* **Data shown**:
┏━━

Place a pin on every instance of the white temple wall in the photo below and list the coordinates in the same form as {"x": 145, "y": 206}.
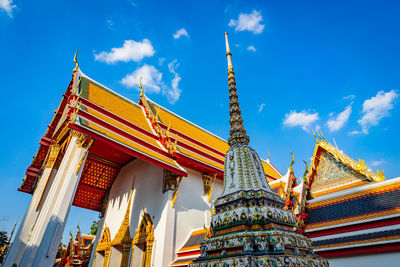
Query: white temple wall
{"x": 368, "y": 260}
{"x": 171, "y": 225}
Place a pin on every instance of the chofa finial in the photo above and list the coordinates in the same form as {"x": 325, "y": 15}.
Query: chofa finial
{"x": 76, "y": 61}
{"x": 140, "y": 86}
{"x": 291, "y": 163}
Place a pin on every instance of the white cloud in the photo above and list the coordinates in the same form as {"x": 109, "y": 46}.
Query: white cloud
{"x": 261, "y": 107}
{"x": 376, "y": 108}
{"x": 336, "y": 123}
{"x": 376, "y": 163}
{"x": 303, "y": 119}
{"x": 251, "y": 48}
{"x": 151, "y": 79}
{"x": 349, "y": 97}
{"x": 130, "y": 51}
{"x": 180, "y": 33}
{"x": 248, "y": 22}
{"x": 8, "y": 7}
{"x": 174, "y": 92}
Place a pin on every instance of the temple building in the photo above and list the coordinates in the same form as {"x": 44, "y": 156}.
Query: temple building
{"x": 154, "y": 177}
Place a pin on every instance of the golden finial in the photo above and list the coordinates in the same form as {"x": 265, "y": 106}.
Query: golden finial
{"x": 140, "y": 86}
{"x": 322, "y": 136}
{"x": 305, "y": 174}
{"x": 76, "y": 62}
{"x": 291, "y": 163}
{"x": 316, "y": 139}
{"x": 237, "y": 130}
{"x": 175, "y": 143}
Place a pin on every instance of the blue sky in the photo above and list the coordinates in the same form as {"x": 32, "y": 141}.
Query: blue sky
{"x": 299, "y": 65}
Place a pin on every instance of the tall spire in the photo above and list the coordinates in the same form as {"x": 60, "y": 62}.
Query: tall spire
{"x": 237, "y": 131}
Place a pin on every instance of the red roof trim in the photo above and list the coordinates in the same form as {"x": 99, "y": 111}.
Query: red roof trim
{"x": 201, "y": 153}
{"x": 193, "y": 140}
{"x": 117, "y": 118}
{"x": 127, "y": 150}
{"x": 123, "y": 133}
{"x": 190, "y": 162}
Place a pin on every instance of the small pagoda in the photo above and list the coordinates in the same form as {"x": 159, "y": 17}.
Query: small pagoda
{"x": 250, "y": 225}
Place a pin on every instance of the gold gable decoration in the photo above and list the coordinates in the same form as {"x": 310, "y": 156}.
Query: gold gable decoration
{"x": 340, "y": 156}
{"x": 123, "y": 236}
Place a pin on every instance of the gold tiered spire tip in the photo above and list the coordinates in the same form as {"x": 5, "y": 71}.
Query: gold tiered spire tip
{"x": 237, "y": 131}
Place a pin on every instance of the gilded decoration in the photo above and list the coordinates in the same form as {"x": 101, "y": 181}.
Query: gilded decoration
{"x": 338, "y": 155}
{"x": 144, "y": 239}
{"x": 164, "y": 136}
{"x": 104, "y": 247}
{"x": 53, "y": 154}
{"x": 123, "y": 238}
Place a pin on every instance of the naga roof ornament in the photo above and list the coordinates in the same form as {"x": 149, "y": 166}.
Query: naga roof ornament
{"x": 237, "y": 131}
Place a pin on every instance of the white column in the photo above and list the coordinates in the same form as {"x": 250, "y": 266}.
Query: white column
{"x": 164, "y": 245}
{"x": 96, "y": 240}
{"x": 46, "y": 235}
{"x": 24, "y": 232}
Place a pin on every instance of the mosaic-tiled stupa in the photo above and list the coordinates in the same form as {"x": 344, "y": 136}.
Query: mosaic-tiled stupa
{"x": 250, "y": 226}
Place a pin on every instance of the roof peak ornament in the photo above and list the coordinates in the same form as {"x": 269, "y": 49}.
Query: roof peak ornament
{"x": 237, "y": 131}
{"x": 76, "y": 62}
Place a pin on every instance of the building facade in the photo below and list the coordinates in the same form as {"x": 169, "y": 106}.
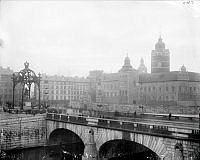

┗━━

* **Task prompt**: In the material, find each line with the word "below" and list it.

* **Your solution**:
Place a pin on every instance of the white temple wall in the photo below and list the coordinates in the same form as {"x": 145, "y": 206}.
Place a pin on every instance of the building facade in the photo below and list the coordinates in the same form as {"x": 169, "y": 106}.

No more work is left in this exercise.